▸ List of tasks:
**1.** Translate this sentence from the ESXi storage post into Spanish: "I'm planning a small ESXi standalone server to host a number of VMs I use here."
**2.** In the listing, swap "gray" for "silver" in the lines from the line with "Would you kindly point to the gray" up to and including the line with "<point>50,613</point>", and give only those lines back.

▸ Passage:
# # # #
3

I'm planning a small ESXi standalone server to host a number of VMs I use here. I haven't decided what facilities to use from the wider vSphere system. The underlying VM storage is local HDD RAID using enterprise HDDs and LSI megaraid, with the LSI card's onboard battery backed ram +ssd caching systems enabled.

My concern relates to data corruption and bit rot in the VM store over time - I don't really know what my options are, and I'd like to be sure that stored VMDKs and snapshots, and other VM files, don't get corrupted over time and can be set to be periodically scrubbed and any bit-level corruption (within reason) detected and repaired.

As background, for casual desktop use, I've tended to use RAID 1 (mirroring) rather than higher levels (reasons: fast read speeds, complete portability of drives without tie-in to specific brands or cards, no disruption if a drive fails). For my file server I use ZFS on a mirrored volume. But ESXi and VMware's suite use their own data store design for local storage. So I don't know how resilient against silent corruption, a setup would be "out of the box", especially when it holds many TBs of large files that might sometimes only be accessed years later, and with a local store rather than a dedicated separate storage system. I also gather VMFS uses a journaled filing system but not one with the self correcting capability of ZFS.

Are the inbuilt capabilities of ESXi (and if necessary other parts of their suite) sufficient to protect against routine data corruption concerns? If not, what are my options for peace of mind?

Update

@mzhaase - I didn't feel confident about passing through to a second server that would act as a file store, because then every file access and snapshot has to be done remotely across a LAN or a second device and even if 10G was used (which is still cost prohibitive for most home setups) the slowdown would be a major concern.

Part of the whole reason for getting this specific card is to get true cache-on-write for speed, so that bulk writes or rollbacks are less likely to slow everything down by "chugging" the main HDDs, which should be helpful whatever the file store location. Issues with latency impact sound like they would also happen with any remote data store, whethet a server appliance or a home build such as a second FreeNAS box (although if I had to choose, I'd use a second FreeNAS).
# # # #
▸ Data excerpts:
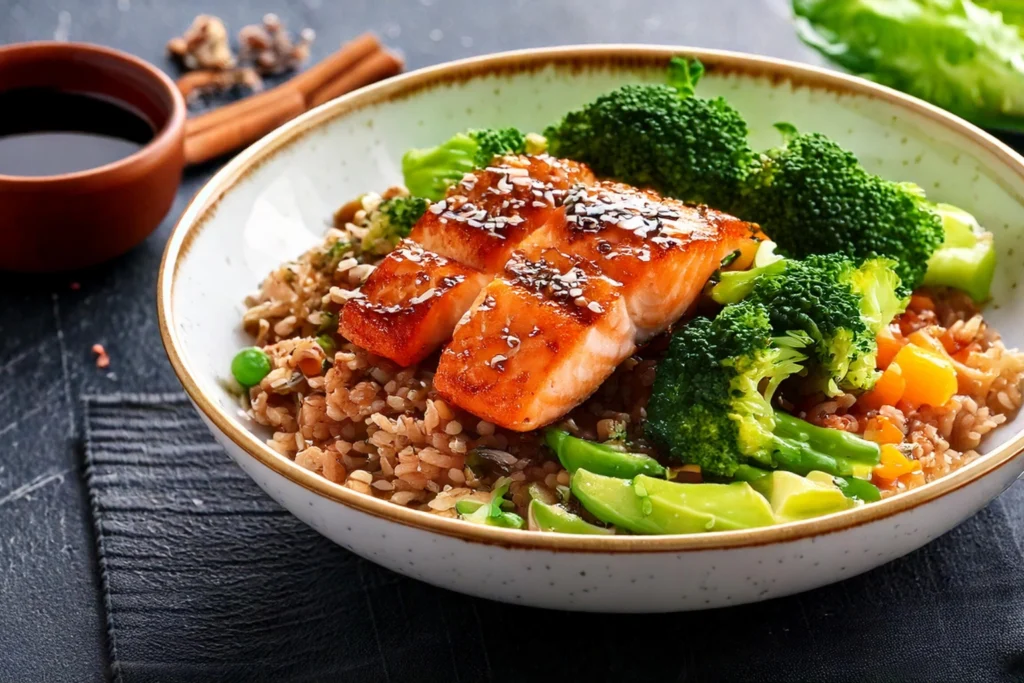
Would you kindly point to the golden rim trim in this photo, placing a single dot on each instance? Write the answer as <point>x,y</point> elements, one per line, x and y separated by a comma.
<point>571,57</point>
# # # #
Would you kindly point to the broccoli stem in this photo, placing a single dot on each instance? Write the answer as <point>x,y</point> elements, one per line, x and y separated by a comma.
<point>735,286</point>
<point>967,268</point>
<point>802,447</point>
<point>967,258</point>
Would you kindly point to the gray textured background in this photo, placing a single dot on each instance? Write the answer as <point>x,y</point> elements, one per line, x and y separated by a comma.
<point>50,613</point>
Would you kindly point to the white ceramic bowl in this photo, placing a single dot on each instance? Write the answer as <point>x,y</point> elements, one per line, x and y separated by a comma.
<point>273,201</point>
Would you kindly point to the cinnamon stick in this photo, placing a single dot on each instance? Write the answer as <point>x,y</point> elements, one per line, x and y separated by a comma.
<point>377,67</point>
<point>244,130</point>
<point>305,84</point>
# # # #
▸ Solutions to the exercise:
**1.** Estoy planeando un pequeño servidor ESXi independiente para alojar varias máquinas virtuales que uso aquí.

**2.**
Would you kindly point to the silver textured background in this photo, placing a single dot on each instance? Write the answer as <point>x,y</point> elements, one per line, x and y separated by a comma.
<point>50,613</point>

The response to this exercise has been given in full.